_Task to carry out_
Skip the pictures. Reproduce all other material exactly.

--- begin ---

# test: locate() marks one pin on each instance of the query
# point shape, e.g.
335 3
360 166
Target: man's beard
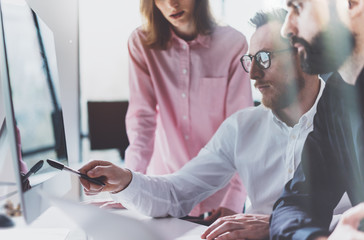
284 95
328 50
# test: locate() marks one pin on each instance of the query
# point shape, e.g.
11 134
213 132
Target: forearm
153 196
235 196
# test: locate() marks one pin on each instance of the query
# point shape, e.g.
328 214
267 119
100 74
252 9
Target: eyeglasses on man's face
262 58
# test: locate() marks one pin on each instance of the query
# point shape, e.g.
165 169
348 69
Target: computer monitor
33 110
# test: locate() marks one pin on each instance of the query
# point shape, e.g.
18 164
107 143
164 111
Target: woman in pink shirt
185 79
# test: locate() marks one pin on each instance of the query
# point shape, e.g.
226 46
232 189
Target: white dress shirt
253 142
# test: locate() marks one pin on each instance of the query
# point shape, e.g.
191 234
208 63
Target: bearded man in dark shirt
329 36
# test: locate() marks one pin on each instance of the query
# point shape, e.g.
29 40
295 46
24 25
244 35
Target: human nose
289 27
255 71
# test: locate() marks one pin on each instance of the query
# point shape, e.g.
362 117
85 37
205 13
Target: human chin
328 49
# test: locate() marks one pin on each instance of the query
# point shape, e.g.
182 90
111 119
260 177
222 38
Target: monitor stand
5 221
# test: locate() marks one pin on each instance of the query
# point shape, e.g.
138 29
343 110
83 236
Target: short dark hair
261 18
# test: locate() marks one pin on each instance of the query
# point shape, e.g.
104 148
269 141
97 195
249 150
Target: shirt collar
203 40
306 119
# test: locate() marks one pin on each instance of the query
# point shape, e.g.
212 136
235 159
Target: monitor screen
32 101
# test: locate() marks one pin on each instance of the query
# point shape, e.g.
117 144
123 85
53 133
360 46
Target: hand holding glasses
262 58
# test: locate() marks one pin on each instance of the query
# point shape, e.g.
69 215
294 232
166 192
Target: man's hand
239 226
116 178
207 221
347 228
218 213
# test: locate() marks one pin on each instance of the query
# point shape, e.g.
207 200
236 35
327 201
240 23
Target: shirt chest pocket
212 92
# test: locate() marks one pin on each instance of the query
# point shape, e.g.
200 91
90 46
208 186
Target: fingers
239 226
353 216
92 165
215 225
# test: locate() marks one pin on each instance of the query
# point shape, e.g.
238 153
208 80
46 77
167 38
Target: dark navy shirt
332 164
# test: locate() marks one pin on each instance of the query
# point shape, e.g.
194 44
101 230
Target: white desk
54 221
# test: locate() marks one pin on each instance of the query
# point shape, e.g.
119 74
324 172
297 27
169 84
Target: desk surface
55 222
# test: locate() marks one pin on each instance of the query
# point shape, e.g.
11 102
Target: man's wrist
127 177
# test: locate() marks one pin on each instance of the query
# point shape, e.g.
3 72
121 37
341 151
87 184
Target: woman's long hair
157 28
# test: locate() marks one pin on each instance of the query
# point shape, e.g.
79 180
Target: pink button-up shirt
178 99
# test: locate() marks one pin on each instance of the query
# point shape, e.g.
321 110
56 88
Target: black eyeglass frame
255 57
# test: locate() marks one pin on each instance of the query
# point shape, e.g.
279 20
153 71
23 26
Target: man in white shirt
263 144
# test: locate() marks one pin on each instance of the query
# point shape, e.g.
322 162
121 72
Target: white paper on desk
34 233
101 224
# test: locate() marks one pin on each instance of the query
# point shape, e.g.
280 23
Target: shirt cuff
309 233
127 195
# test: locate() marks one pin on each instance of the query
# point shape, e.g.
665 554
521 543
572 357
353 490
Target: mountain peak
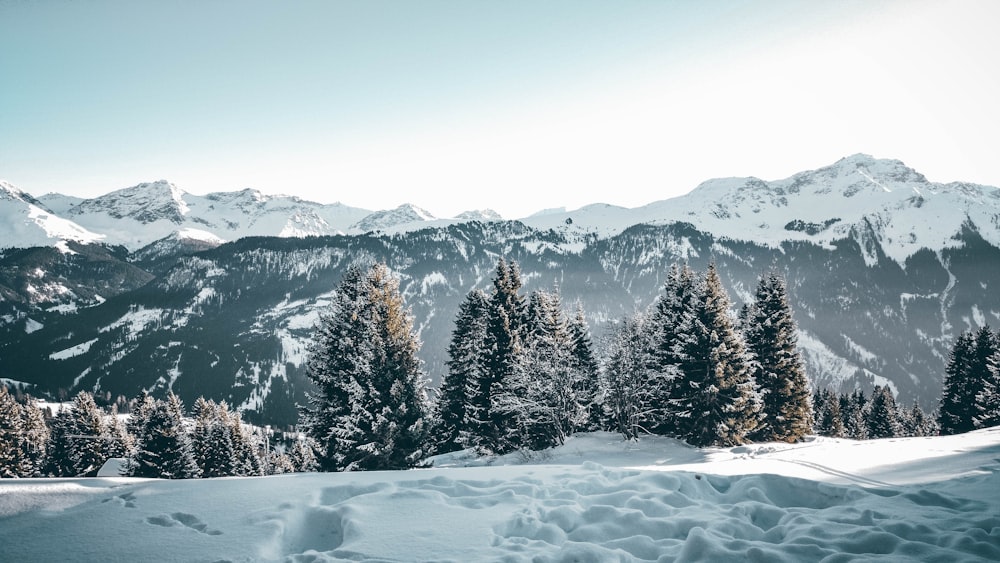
146 203
10 192
390 218
479 215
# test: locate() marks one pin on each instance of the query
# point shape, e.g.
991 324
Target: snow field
596 498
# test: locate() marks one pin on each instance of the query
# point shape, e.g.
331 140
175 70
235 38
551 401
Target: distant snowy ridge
857 197
146 213
25 221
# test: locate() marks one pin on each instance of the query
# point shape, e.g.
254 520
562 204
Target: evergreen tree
163 448
776 365
35 439
465 371
371 410
219 457
830 420
115 437
548 395
671 329
588 373
988 398
856 415
139 412
338 354
302 455
883 417
12 435
492 431
718 404
630 401
59 459
914 422
967 370
212 441
246 443
88 450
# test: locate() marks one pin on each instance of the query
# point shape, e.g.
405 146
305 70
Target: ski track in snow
663 501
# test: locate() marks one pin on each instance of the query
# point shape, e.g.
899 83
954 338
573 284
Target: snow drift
596 498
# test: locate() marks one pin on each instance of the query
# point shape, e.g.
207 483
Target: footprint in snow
182 519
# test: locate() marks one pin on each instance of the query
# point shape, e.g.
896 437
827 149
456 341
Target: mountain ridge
903 209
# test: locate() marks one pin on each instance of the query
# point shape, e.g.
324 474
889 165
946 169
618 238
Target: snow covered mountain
884 270
858 196
26 222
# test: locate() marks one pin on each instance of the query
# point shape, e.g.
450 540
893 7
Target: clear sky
513 105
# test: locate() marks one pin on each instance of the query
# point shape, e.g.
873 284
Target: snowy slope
857 196
25 221
142 214
596 498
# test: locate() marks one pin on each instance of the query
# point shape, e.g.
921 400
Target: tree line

--- end ---

_Output of the task_
# test: locate() marks one pin on each instance of the query
# point shape, e.g.
335 3
360 166
Target: man's beard
284 95
328 50
# test: locate() marks one pin on each instance of the query
# point shape, e.g.
11 134
213 132
Target: forearm
153 196
235 196
# test: locate() marks one pin on each instance of the query
# point shape, e.g.
328 214
267 119
100 74
252 9
Target: eyeglasses on man's face
262 58
# test: locate() marks one pin on each instance of the query
# point shape, e.g.
165 169
348 69
Target: computer monitor
33 110
# test: locate() marks one pin on each instance of the query
# point shape, e.g.
18 164
107 143
164 111
Target: woman in pink shirt
185 79
# test: locate() marks one pin on each instance of the query
# point shape, e.g.
226 46
232 189
Target: white dress shirt
253 142
# test: locate() marks one pin on each instance of the query
# point shape, e.g.
191 234
208 63
Target: bearded man in dark shirt
329 36
# test: locate() marks one pin on each instance of the query
# point shape, e.g.
29 40
295 46
24 25
244 35
Target: human nose
289 27
255 71
# test: locate() marks one pin on each instance of the query
# point shape, e.g.
362 117
85 37
205 13
Target: human chin
328 49
# test: locate() marks one pin on each instance of the query
# point shape, e.g.
182 90
111 119
260 177
222 38
Target: monitor stand
5 221
# test: locate() marks one pin on each instance of the query
# point shape, e.g.
138 29
343 110
83 236
Target: short dark hair
261 18
# test: locate() marks one pin on each instance of the query
# point shape, e.g.
104 148
269 141
97 195
249 150
Target: shirt collar
203 40
306 119
# test: locate() marks one pin on each instance of the query
# point shape, e.g.
212 136
235 159
Target: monitor screen
32 101
# test: locate() marks one pin on each instance of the query
# point shape, e.g.
117 144
123 85
53 133
360 46
Target: hand holding glasses
262 58
# test: locate() marks one pin on each instance of the query
# point shape, e.g.
69 215
294 232
166 192
Target: man's hand
239 226
116 178
207 221
347 228
218 213
# test: locate() marks one pin on each instance of the query
# point shape, e.g.
207 200
236 35
327 201
240 23
Target: shirt chest pocket
212 92
# test: locate() marks one pin on each instance of the query
# point shape, e.g.
200 91
90 46
208 186
Target: fingers
239 226
353 216
92 165
215 225
# test: locate() marks one pin on each instance of the query
# point shape, e.g.
238 153
208 80
46 77
167 38
Target: dark navy shirt
332 164
# test: locate() marks one pin on each instance of the query
# point shape, e.g.
194 44
101 230
Target: white desk
54 221
# test: locate() marks one pin on each instance of the query
# point shape, e.g.
119 74
324 172
297 27
169 84
Target: desk surface
55 222
# test: locate() marks one pin on each instance of the query
# point shape, e.g.
11 102
Target: man's wrist
127 177
# test: locate() marks one pin on each instance of the query
# point shape, e.g.
3 72
121 37
341 151
87 184
Target: woman's long hair
157 28
# test: locate() marks one pin on each instance of the query
# point shape, e.g.
79 180
Target: pink button-up shirt
178 99
# test: locate() marks one pin on each instance of the query
# point shape, e.g.
321 110
56 88
Target: black eyeglass frame
255 57
# test: locate() marks one pin on each instance of the query
# point shape, e.g.
279 20
153 71
23 26
Target: man in white shirt
263 144
# test: locate() marks one pin on each instance of the query
# point shape, e.g.
322 162
121 72
Target: white paper on desk
34 233
101 224
# test: locate() marks one pin on each instance of the query
# point shape, e.g.
280 23
Target: shirt cuff
309 233
127 195
# test: locate() marks one pin on each instance of the query
# point shape, e.g.
665 554
521 543
572 357
353 490
Target: mountain peak
146 203
10 192
390 218
479 215
# test: locate() marks one pin on each instance of the query
# point shape, e.g.
991 324
Target: snow field
596 498
# test: locate() marks one pin on each instance of the query
# point shape, e.g.
331 140
175 70
235 38
551 401
Target: distant snowy ridge
857 197
146 213
25 221
# test: locate() marks one pin on each instance of the query
# point shape, e.g.
254 520
562 204
Target: evergreen tree
163 448
776 365
35 439
465 371
371 410
219 457
830 420
115 437
548 395
671 329
588 373
988 398
856 415
139 412
338 354
302 455
883 417
12 435
492 431
718 404
630 401
59 459
914 422
967 370
212 441
246 443
88 450
# test: locate() marks one pin on each instance of the query
# point shape, e.g.
405 146
305 70
Target: ski track in snow
663 501
# test: locate() marks one pin on each instance of the query
# point shape, e.g.
899 83
954 338
573 284
Target: snow drift
596 498
# test: locate() marks one pin on each instance of the query
# point shape, e.g.
207 483
Target: footprint in snow
182 519
# test: locate() marks one pin on each instance of the query
# point shape, e.g.
896 437
827 149
456 341
Target: mountain ridge
903 209
# test: locate() marks one pin on each instance of the query
# point shape, e.g.
324 474
889 165
946 169
618 238
Target: snow covered mountain
884 270
858 196
26 222
# test: locate() marks one pin on each instance of the query
# point shape, e.g.
450 540
893 7
Target: clear sky
513 105
# test: locate() marks one pin on each instance of the query
# point shape, e.g.
873 284
Target: snowy slope
857 196
25 221
142 214
596 498
# test: locate() marks one pin on each instance of the query
# point shape, e.g.
921 400
Target: tree line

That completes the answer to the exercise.